Exercise brief:
Rewrite every one of the records below, replacing "whereabouts" with "location" wherever it occurs and keeping everything else unchanged. Omit the pictures from your answer.

Listed records:
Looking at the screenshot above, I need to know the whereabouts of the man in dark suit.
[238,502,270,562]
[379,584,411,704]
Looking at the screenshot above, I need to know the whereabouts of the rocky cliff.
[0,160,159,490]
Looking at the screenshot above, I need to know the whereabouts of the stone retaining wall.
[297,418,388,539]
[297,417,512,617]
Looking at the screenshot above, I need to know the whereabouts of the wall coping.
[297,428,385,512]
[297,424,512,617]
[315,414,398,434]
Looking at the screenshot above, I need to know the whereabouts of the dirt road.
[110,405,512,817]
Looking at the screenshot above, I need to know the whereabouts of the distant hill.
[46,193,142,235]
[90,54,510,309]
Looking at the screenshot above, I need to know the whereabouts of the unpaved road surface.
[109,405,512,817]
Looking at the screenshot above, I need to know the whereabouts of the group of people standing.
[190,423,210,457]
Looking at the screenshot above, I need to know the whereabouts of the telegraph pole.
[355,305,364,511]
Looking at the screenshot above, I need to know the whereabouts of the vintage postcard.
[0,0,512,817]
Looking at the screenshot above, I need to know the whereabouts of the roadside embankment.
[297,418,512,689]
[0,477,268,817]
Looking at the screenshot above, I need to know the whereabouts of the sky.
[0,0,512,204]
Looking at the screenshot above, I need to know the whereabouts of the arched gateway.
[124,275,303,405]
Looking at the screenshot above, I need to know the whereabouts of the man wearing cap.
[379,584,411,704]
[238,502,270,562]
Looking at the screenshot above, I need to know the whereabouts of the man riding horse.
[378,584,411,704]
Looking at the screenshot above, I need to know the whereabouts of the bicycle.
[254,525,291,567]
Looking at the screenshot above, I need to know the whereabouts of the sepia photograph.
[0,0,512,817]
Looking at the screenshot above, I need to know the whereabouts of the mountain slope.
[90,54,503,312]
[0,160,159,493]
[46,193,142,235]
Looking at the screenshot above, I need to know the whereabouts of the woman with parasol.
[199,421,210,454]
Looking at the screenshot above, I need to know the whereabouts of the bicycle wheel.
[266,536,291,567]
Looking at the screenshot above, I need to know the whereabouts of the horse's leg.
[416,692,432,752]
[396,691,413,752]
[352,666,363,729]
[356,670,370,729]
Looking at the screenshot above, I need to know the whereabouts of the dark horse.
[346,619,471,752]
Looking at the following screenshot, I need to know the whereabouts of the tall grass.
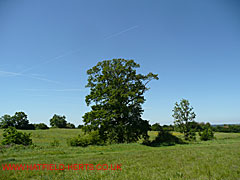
[0,129,240,180]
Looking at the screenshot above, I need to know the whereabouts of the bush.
[50,114,67,128]
[66,123,75,129]
[34,123,49,129]
[199,127,214,141]
[67,131,103,147]
[143,129,183,146]
[2,127,32,146]
[151,123,162,131]
[50,139,60,147]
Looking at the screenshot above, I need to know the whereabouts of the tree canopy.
[172,99,196,140]
[83,59,158,143]
[50,114,67,128]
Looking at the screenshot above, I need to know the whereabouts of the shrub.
[34,123,49,129]
[2,127,32,146]
[151,123,162,131]
[199,127,214,141]
[50,114,67,128]
[67,131,103,147]
[50,139,60,147]
[77,124,84,129]
[143,129,183,146]
[66,123,75,129]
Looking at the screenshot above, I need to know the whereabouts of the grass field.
[0,129,240,180]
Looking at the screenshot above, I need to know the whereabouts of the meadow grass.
[0,129,240,180]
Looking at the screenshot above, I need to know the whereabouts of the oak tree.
[83,59,158,143]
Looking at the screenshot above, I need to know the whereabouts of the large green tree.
[50,114,67,128]
[83,59,158,143]
[172,99,196,140]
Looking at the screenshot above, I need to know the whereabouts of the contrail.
[0,25,138,84]
[105,26,138,39]
[23,89,85,92]
[20,49,80,73]
[0,71,21,76]
[0,71,62,84]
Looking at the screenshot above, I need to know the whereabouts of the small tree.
[34,123,49,129]
[66,123,75,129]
[12,112,29,129]
[151,123,162,131]
[0,114,15,128]
[199,123,214,141]
[2,127,32,146]
[0,112,35,129]
[172,99,196,140]
[50,114,67,128]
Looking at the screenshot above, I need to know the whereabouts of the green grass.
[0,129,240,180]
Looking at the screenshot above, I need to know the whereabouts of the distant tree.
[50,114,67,128]
[172,99,196,140]
[66,123,75,129]
[151,123,162,131]
[83,59,158,143]
[2,126,32,146]
[199,123,214,141]
[34,123,49,129]
[12,112,29,129]
[0,112,35,129]
[77,124,84,129]
[0,114,15,128]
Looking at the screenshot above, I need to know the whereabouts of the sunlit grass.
[0,129,240,180]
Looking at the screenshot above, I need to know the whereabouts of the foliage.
[50,114,67,128]
[66,123,75,129]
[83,59,158,143]
[50,139,60,147]
[143,129,183,146]
[2,127,32,145]
[213,124,240,133]
[0,114,15,128]
[151,123,162,131]
[77,124,84,129]
[67,131,103,147]
[34,123,49,129]
[0,112,35,129]
[199,123,214,141]
[172,99,196,140]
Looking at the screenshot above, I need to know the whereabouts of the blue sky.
[0,0,240,125]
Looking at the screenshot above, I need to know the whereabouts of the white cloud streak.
[105,26,138,39]
[23,89,85,92]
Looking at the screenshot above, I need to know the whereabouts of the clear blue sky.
[0,0,240,125]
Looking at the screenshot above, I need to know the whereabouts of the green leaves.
[172,99,196,140]
[83,59,158,142]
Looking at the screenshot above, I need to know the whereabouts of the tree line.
[0,112,79,130]
[0,59,235,146]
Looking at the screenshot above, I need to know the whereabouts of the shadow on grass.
[142,130,188,147]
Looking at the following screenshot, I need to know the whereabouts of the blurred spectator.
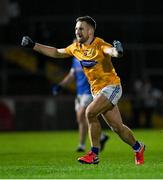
[132,78,162,128]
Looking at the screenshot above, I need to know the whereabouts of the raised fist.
[113,40,123,54]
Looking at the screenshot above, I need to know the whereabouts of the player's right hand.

Output for this task:
Looking at the screenshot above, I need to know the location of the man in dark suit.
[238,502,270,562]
[379,584,411,704]
Looking at the screenshot above, I need to know the location of the rocky cliff.
[0,160,159,490]
Looking at the screenshot above, I need to know the location of the stone retaining wall.
[297,418,388,539]
[297,417,512,617]
Looking at the screenshot above, I need to know the location of the wall coping.
[297,428,385,512]
[297,424,512,617]
[315,414,398,434]
Looking at the screenshot above, I need to know the location of the dirt road.
[110,405,512,817]
Looking at the screenshot above, I need to know the location of the distant hill.
[46,193,142,235]
[90,54,510,309]
Looking at the screenshot above, I need to know the location of the unpaved road surface.
[109,405,512,817]
Looking at the screenshot above, I need to know the location of the group of people standing.
[190,423,210,457]
Looking at the screenshot above, I need to know the location of the telegraph pole.
[355,305,364,511]
Looking at the screenshot above, I need to know the location of the vintage postcard.
[0,0,512,817]
Looking at the screenshot above, I need to know the location of the roadside embankment.
[297,418,512,689]
[0,477,268,817]
Looking at the screenshot above, I need to know the location of the sky.
[0,0,512,204]
Looking at the screenshot above, I need to know the location of the arched gateway.
[124,275,303,405]
Looking at the screenshot above, I need to know the location of the man wearing cap.
[379,584,411,704]
[238,502,270,562]
Looking at the screenshot above, I need to know the location of the man riding horse.
[378,584,411,704]
Looking at the screenshot above, I need to know the location of the bicycle.
[254,525,291,567]
Looking at the screenshot above, I need to know the location of the sepia photograph.
[0,0,512,817]
Looking at the screenshot above, I need to know the location of the mountain slope.
[90,54,503,312]
[0,160,159,493]
[46,193,142,235]
Looking at the screenshot above, I need to know the location of the woman with parasol.
[199,421,210,454]
Looking at the screenshot above, I need to know the location of the bicycle wheel.
[266,536,291,567]
Looking at the screenshot above, I need to know the location of the horse's leg.
[416,692,432,752]
[396,691,413,752]
[352,666,363,729]
[356,670,370,729]
Looking at the screenshot above, I need to know the location of the dark horse.
[346,619,471,752]
Looking at the following screenshot, I need to know the location of the tall grass.
[0,129,240,180]
Looking at the screenshot above, I need to know the location of the bush.
[50,114,67,128]
[66,123,75,129]
[34,123,49,129]
[199,127,214,141]
[67,131,103,147]
[143,129,183,146]
[2,127,32,146]
[151,123,162,131]
[50,139,60,147]
Looking at the screenshot above, I need to know the location of the tree canopy.
[172,99,196,140]
[83,59,158,143]
[50,114,67,128]
Looking at the screenshot above, I need to know the location of the shrub.
[34,123,49,129]
[2,127,32,146]
[151,123,162,131]
[199,127,214,141]
[50,114,67,128]
[67,131,103,147]
[50,139,60,147]
[77,124,84,129]
[143,129,183,146]
[66,123,75,129]
Looking at the screenshot above, I need to know the location of the grass field.
[0,129,240,180]
Looking at the screenshot above, I need to know the location of the meadow grass.
[0,129,240,180]
Looking at the screenshot above, I need to know the location of the oak tree.
[83,59,158,143]
Looking at the screenshot above, I need to know the location of the large green tree.
[50,114,67,128]
[83,59,158,143]
[172,99,196,140]
Looking at the screenshot above, I need to know the location of the contrail.
[0,25,138,84]
[105,26,138,39]
[23,89,85,92]
[20,49,80,73]
[0,71,21,76]
[0,71,62,84]
Looking at the screenshot above, I need to know the location of the small tree.
[34,123,49,129]
[66,123,75,129]
[12,112,29,129]
[151,123,162,131]
[0,114,15,128]
[199,123,214,141]
[2,127,32,146]
[0,112,35,129]
[172,99,196,140]
[50,114,67,128]
Looking at the screenshot above, I need to know the location of the green grass.
[0,129,240,180]
Looking at the screenshot above, I need to know the location of the distant tree.
[50,114,67,128]
[172,99,196,140]
[66,123,75,129]
[151,123,162,131]
[83,59,158,143]
[2,126,32,146]
[199,123,214,141]
[34,123,49,129]
[12,112,29,129]
[0,112,35,129]
[77,124,84,129]
[0,114,15,128]
Looking at the screenshot above, I need to know the location of the sunlit grass.
[0,129,240,180]
Looking at the screenshot above, I need to know the location of the foliage.
[50,114,67,128]
[66,123,75,129]
[83,59,158,143]
[50,139,60,147]
[143,129,183,146]
[2,127,32,145]
[213,124,240,133]
[0,114,15,128]
[151,123,162,131]
[77,124,84,129]
[67,131,103,147]
[34,123,49,129]
[0,112,35,129]
[199,123,214,141]
[172,99,196,140]
Looking at the screenshot above, I need to know the location of the blue sky.
[0,0,240,125]
Looking at the screenshot above, I need to know the location of the white cloud streak.
[105,26,138,39]
[23,89,85,92]
Looking at the screenshot above, I need to know the location of the clear blue sky.
[0,0,240,125]
Looking at the screenshot above, I need to know the location of the green leaves.
[172,99,196,140]
[83,59,158,142]
Looking at the screenshot above, I need to know the location of the tree line.
[0,112,79,130]
[0,59,235,146]
Looking at the screenshot above, I need to know the location of the shadow on grass.
[142,130,188,147]
Looking at the following screenshot, I need to know the location of the blurred spectator.
[132,78,162,128]
Looking at the screenshot above, I need to know the location of the raised fist.
[113,40,123,54]
Looking at the screenshot above, I need to know the location of the player's right hand.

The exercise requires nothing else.